Task instructions >>
When you reach the records, transcribe all of them exactly.

Stored data
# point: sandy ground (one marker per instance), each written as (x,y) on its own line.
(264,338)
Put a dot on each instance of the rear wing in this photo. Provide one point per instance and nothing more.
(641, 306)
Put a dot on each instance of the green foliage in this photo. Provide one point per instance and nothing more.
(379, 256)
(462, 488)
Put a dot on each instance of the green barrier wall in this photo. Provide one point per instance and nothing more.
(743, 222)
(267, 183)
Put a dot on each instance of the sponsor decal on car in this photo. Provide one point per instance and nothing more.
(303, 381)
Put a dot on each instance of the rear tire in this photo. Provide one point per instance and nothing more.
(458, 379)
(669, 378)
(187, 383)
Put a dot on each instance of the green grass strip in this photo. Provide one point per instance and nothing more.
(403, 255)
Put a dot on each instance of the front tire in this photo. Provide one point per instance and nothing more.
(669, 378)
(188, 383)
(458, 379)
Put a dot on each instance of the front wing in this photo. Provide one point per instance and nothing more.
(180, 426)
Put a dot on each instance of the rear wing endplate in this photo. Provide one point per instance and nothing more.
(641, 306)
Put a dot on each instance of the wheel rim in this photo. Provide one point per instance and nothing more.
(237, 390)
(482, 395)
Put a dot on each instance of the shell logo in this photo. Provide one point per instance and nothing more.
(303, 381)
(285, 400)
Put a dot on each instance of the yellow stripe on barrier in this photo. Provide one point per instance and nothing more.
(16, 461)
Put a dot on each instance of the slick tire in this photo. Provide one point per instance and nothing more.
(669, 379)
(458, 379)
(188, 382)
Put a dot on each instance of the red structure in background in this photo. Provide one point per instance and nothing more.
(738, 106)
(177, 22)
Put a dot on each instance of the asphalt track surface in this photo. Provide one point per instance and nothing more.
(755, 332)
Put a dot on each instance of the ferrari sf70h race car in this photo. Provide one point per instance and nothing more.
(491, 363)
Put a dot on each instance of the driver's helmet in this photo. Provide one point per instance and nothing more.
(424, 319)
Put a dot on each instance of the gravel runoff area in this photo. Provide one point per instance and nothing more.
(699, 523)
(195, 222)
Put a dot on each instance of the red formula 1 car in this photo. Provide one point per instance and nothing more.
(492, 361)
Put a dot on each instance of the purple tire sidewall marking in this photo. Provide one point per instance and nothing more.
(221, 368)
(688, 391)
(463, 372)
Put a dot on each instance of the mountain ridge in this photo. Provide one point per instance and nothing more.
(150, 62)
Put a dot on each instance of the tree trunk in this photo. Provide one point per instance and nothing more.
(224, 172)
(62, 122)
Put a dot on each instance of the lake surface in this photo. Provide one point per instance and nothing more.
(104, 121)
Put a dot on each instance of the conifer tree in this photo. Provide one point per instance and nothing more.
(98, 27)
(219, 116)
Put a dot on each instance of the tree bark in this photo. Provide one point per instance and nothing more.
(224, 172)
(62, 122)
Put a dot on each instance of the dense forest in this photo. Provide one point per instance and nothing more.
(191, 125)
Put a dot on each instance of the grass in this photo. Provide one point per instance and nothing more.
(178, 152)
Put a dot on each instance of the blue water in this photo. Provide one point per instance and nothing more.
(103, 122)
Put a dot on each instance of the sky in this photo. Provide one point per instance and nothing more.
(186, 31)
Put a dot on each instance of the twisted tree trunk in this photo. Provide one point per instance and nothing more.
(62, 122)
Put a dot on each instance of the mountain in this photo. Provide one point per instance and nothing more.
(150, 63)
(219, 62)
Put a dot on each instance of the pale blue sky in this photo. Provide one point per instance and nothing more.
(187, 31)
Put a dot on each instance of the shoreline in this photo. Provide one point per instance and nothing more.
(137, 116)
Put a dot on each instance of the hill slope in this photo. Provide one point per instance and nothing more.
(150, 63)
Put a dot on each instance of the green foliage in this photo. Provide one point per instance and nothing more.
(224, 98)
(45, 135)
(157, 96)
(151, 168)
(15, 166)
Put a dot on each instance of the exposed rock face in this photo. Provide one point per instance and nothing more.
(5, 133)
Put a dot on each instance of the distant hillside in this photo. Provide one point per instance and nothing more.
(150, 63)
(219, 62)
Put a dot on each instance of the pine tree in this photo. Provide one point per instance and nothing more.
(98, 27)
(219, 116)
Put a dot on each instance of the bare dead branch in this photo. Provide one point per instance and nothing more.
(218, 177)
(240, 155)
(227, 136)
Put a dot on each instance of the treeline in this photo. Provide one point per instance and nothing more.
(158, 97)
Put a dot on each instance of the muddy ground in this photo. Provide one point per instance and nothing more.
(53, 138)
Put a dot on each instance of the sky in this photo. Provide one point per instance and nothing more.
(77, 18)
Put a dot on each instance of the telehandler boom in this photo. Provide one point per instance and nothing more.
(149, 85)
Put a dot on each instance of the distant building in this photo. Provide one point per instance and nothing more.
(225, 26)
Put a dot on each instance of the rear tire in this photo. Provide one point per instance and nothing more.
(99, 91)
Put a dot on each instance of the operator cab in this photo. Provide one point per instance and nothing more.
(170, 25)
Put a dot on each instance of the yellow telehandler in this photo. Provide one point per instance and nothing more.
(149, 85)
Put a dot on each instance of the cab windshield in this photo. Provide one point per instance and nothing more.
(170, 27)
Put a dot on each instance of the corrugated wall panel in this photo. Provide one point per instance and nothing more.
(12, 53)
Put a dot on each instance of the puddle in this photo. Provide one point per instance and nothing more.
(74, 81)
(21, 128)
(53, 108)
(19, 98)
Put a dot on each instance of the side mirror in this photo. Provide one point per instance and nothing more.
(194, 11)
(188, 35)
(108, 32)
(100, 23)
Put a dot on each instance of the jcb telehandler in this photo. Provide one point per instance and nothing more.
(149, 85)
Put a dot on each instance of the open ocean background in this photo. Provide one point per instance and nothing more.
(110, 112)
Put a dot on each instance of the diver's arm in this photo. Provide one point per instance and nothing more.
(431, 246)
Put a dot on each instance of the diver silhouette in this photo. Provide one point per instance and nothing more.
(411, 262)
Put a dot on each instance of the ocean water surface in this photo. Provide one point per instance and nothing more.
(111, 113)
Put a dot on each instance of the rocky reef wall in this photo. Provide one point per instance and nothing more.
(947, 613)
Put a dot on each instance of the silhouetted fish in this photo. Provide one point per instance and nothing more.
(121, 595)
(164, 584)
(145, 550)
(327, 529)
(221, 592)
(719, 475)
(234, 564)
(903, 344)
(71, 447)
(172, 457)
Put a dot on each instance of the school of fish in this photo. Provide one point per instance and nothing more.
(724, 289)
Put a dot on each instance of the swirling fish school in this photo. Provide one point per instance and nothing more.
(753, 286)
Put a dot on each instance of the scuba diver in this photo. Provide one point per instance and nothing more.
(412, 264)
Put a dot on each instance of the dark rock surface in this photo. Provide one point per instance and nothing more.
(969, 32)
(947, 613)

Answer for the task >>
# point: sandy ground (one marker per instance), each written as (x,y) on its own line.
(264,338)
Put a dot on each instance of the rear wing in this photo. Provide one point per instance and nothing more.
(641, 306)
Put a dot on each instance of the green foliage in this photo. Provide one point per instance and nothing more.
(379, 256)
(462, 488)
Put a dot on each instance of the green barrier wall in this photo. Provide one point per instance and nothing more.
(743, 222)
(267, 183)
Put a dot on each instance of the sponsor decal on car in this photo. Provide one point per instance and nothing more.
(303, 381)
Put a dot on each instance of the rear tire in this photo. Provide one point per instance and nothing more.
(458, 379)
(669, 378)
(187, 383)
Put a dot on each instance of the green grass strip in this photo. Provide one point per instance and nothing more.
(403, 255)
Put a dot on each instance of the front tire in this photo. Provide one point per instance and nothing more.
(669, 378)
(188, 383)
(458, 379)
Put a dot on each instance of the front wing in this photo. Provide one point per instance and nothing more.
(180, 426)
Put a dot on each instance of the rear wing endplate in this photo. Provide one point per instance and nothing more.
(641, 306)
Put a dot on each instance of the wheel rim in this photo. Provide one point per instance and nothing more.
(237, 390)
(482, 395)
Put a dot on each instance of the shell logo in this photo. Provide one point per instance and nothing more.
(303, 381)
(285, 400)
Put a dot on each instance of the yellow stripe on barrier in this photo. Provide one point per instance and nothing more.
(16, 461)
Put a dot on each instance of the slick tire in this photo. Provide one point per instance and nothing more.
(669, 379)
(458, 379)
(188, 382)
Put a dot on each instance of the red structure in background in this photo. Provide one point per instance and nothing more.
(738, 106)
(177, 22)
Put a dot on each instance of the asphalt track surface in this photo. Provide one point per instance and nothing more.
(755, 332)
Put a dot on each instance of the ferrari sf70h race car in this photo. Provide one point per instance and nothing more.
(491, 363)
Put a dot on each instance of the driver's helmet in this photo. Provide one point per instance and nothing more.
(424, 319)
Put a dot on each instance of the gravel runoff area in this photo. Provide one point per instance and nothing more.
(699, 523)
(195, 222)
Put a dot on each instance of the red formula 1 car in this photo. Provide one point per instance and nothing more.
(492, 361)
Put a dot on each instance of the purple tire sidewall marking in this photo. Provide one point per instance and nothing more.
(221, 368)
(688, 391)
(463, 372)
Put a dot on each instance of the mountain ridge in this photo. Provide one point per instance and nothing more.
(150, 62)
Put a dot on each instance of the tree trunk in this photo. Provide one point per instance and nothing more.
(224, 172)
(62, 122)
Put a dot on each instance of the lake surface in this photo. Provide one point per instance and nothing more.
(104, 121)
Put a dot on each instance of the conifer tree in this photo. Provide one point per instance and nothing more.
(98, 27)
(219, 116)
Put a dot on each instance of the tree bark in this photo. Provide one point per instance and nothing more.
(224, 172)
(62, 122)
Put a dot on each instance of the dense forest in this photo. Provide one point per instance and nothing more.
(191, 125)
Put a dot on each instance of the grass in this photo. Provide one point per instance and nothing more.
(178, 152)
Put a dot on each instance of the blue water in this photo. Provide one point per instance and nothing more.
(103, 122)
Put a dot on each instance of the sky in this photo. Provide one point per instance and nothing more.
(186, 31)
Put a dot on each instance of the twisted tree trunk in this photo. Provide one point per instance and nothing more.
(62, 122)
Put a dot on each instance of the mountain in this photo. Provide one point per instance and nothing more.
(150, 63)
(219, 62)
Put a dot on each instance of the pale blue sky in this photo. Provide one point per instance and nothing more.
(187, 31)
Put a dot on each instance of the shoreline in this photo. Provide one point per instance and nothing more.
(137, 116)
Put a dot on each instance of the hill slope in this photo. Provide one point per instance and nothing more.
(150, 63)
Put a dot on each instance of the green foliage in this photo. Provide one point per instance and nothing more.
(224, 98)
(45, 135)
(157, 96)
(151, 168)
(15, 166)
Put a dot on each instance of the exposed rock face in this photo. Provide one point per instance and nothing more.
(5, 133)
Put a dot on each instance of the distant hillside in this photo. Provide one point per instance and nothing more.
(150, 63)
(219, 62)
Put a dot on each instance of the pine tree in this photo. Provide one point per instance and nothing more.
(98, 27)
(219, 116)
Put a dot on each instance of the bare dead branch in this photo. Provide one point per instance and nothing more.
(218, 177)
(240, 155)
(227, 136)
Put a dot on each instance of the treeline in this photo. Provide one point per instance and nothing more.
(158, 97)
Put a dot on each instance of the muddy ground in this photo. Provide one point per instance and nothing more.
(53, 138)
Put a dot on each instance of the sky in this photo. Provide one point per instance and nothing more.
(77, 18)
Put a dot on each instance of the telehandler boom in this photo. Provide one point per instance and nothing more.
(149, 85)
Put a dot on each instance of the distant building in this photo. Provide one point per instance and nothing more.
(225, 26)
Put a dot on each instance of the rear tire in this photo. Provide one point per instance and nothing more.
(99, 91)
Put a dot on each instance of the operator cab in this photo. Provide one point per instance and nothing more.
(170, 25)
Put a dot on each instance of the yellow telehandler in this photo. Provide one point per instance and nothing more.
(149, 85)
Put a dot on each instance of the cab windshield in this photo. Provide one point per instance and nothing more.
(170, 27)
Put a dot on each instance of the corrugated wall panel in this photo. Provide one point per instance and nothing more.
(12, 53)
Put a dot on each instance of the puddle in this photo. Provide one point per instance and nothing more.
(74, 81)
(21, 128)
(53, 108)
(19, 98)
Put a dot on each instance of the side mirror in this photo. Provide one point per instance and nothing more.
(194, 11)
(188, 35)
(108, 32)
(100, 23)
Put a dot on each instance of the jcb telehandler in this photo. Provide one point per instance and nothing more.
(149, 85)
Put a dot on each instance of the open ocean background in this photo. Provide one point per instance and nothing more.
(110, 112)
Put a dot on each instance of the diver's arm in this photo. Provide one point per instance and nothing more.
(431, 246)
Put a dot on each instance of the diver silhouette in this photo. Provide one point per instance and nothing more.
(411, 262)
Put a dot on each instance of the ocean water surface in this photo. Provide one point per instance and nothing more.
(111, 113)
Put a dot on each instance of the rocky reef wall in this photo. Provide one point per instance and nothing more.
(947, 613)
Put a dot on each instance of the silhouetted fish in this photo. Provide one point per instance and nothing more.
(121, 595)
(164, 584)
(145, 550)
(327, 529)
(221, 592)
(719, 475)
(234, 564)
(903, 344)
(71, 447)
(172, 457)
Put a dot on each instance of the school of fish in this photo. Provide one point per instance and nothing more.
(724, 289)
Put a dot on each instance of the swirling fish school in this photo. Provide one point per instance and nothing more.
(753, 286)
Put a dot on each instance of the scuba diver in this photo. Provide one point per instance and nothing more.
(412, 264)
Put a dot on each instance of the dark rock surface in this photo. Provide one point per instance and nothing more.
(969, 32)
(947, 613)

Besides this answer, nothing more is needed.